* Instructions to follow: Report every line of the listing below that contains the word "riding", copying each such line in full.

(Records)

------------------------------------

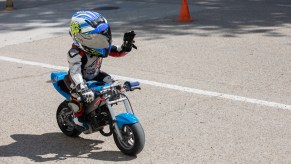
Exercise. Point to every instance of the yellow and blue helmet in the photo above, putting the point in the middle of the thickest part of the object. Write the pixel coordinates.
(91, 32)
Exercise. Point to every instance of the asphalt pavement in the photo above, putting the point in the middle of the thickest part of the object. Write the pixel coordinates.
(214, 90)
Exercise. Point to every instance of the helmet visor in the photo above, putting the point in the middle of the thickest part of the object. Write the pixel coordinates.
(93, 40)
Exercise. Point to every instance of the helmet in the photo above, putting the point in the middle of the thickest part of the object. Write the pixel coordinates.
(91, 32)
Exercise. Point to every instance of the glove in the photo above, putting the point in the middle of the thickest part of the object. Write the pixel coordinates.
(86, 93)
(128, 41)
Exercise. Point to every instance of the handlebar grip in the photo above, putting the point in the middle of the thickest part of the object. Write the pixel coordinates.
(134, 84)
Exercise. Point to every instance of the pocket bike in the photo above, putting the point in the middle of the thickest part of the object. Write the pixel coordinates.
(100, 116)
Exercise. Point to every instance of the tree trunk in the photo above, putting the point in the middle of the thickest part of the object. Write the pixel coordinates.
(9, 5)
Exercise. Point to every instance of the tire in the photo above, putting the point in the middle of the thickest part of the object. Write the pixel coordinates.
(63, 117)
(134, 139)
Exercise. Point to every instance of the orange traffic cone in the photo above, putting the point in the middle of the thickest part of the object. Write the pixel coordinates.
(184, 12)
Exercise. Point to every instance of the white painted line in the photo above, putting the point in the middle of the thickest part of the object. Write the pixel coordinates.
(164, 85)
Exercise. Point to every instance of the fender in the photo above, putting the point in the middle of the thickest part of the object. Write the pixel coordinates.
(55, 78)
(125, 119)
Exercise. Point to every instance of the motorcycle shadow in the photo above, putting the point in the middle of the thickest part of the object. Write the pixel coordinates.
(57, 146)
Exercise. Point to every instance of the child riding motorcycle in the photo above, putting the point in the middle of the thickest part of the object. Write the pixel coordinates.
(92, 38)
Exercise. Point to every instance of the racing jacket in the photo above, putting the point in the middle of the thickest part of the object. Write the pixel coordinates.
(83, 65)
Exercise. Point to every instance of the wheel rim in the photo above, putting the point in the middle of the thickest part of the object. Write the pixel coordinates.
(128, 138)
(64, 119)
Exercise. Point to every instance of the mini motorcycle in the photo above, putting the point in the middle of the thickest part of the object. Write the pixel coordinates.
(100, 116)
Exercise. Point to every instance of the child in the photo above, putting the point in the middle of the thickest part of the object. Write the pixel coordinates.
(92, 42)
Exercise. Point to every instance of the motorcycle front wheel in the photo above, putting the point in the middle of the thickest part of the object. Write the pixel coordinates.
(133, 139)
(64, 115)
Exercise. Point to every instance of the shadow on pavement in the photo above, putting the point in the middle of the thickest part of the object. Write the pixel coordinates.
(228, 18)
(57, 146)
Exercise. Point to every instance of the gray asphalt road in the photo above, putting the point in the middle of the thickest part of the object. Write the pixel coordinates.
(236, 48)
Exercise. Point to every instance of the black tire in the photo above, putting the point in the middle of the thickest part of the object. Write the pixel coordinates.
(67, 129)
(134, 139)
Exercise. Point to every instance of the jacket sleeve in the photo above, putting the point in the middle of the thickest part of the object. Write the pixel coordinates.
(116, 51)
(75, 69)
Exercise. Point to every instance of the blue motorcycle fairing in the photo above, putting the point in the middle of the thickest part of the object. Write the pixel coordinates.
(126, 119)
(55, 78)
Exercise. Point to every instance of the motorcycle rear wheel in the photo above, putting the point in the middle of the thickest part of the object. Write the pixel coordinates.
(133, 139)
(62, 115)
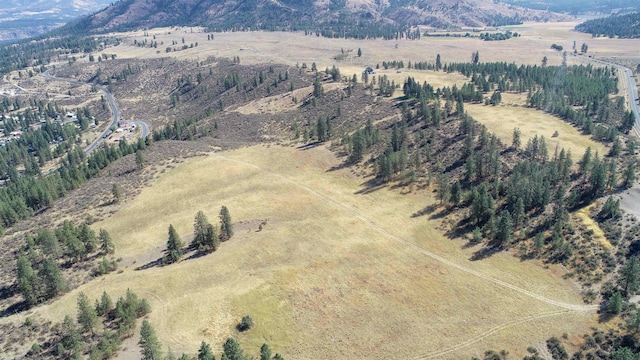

------------------------------------

* Correct response:
Exercise. Point to every instance of the child riding motorcycle in the photo above, putting the point in the middle of the thickest part of the object. Write the pixel coordinates.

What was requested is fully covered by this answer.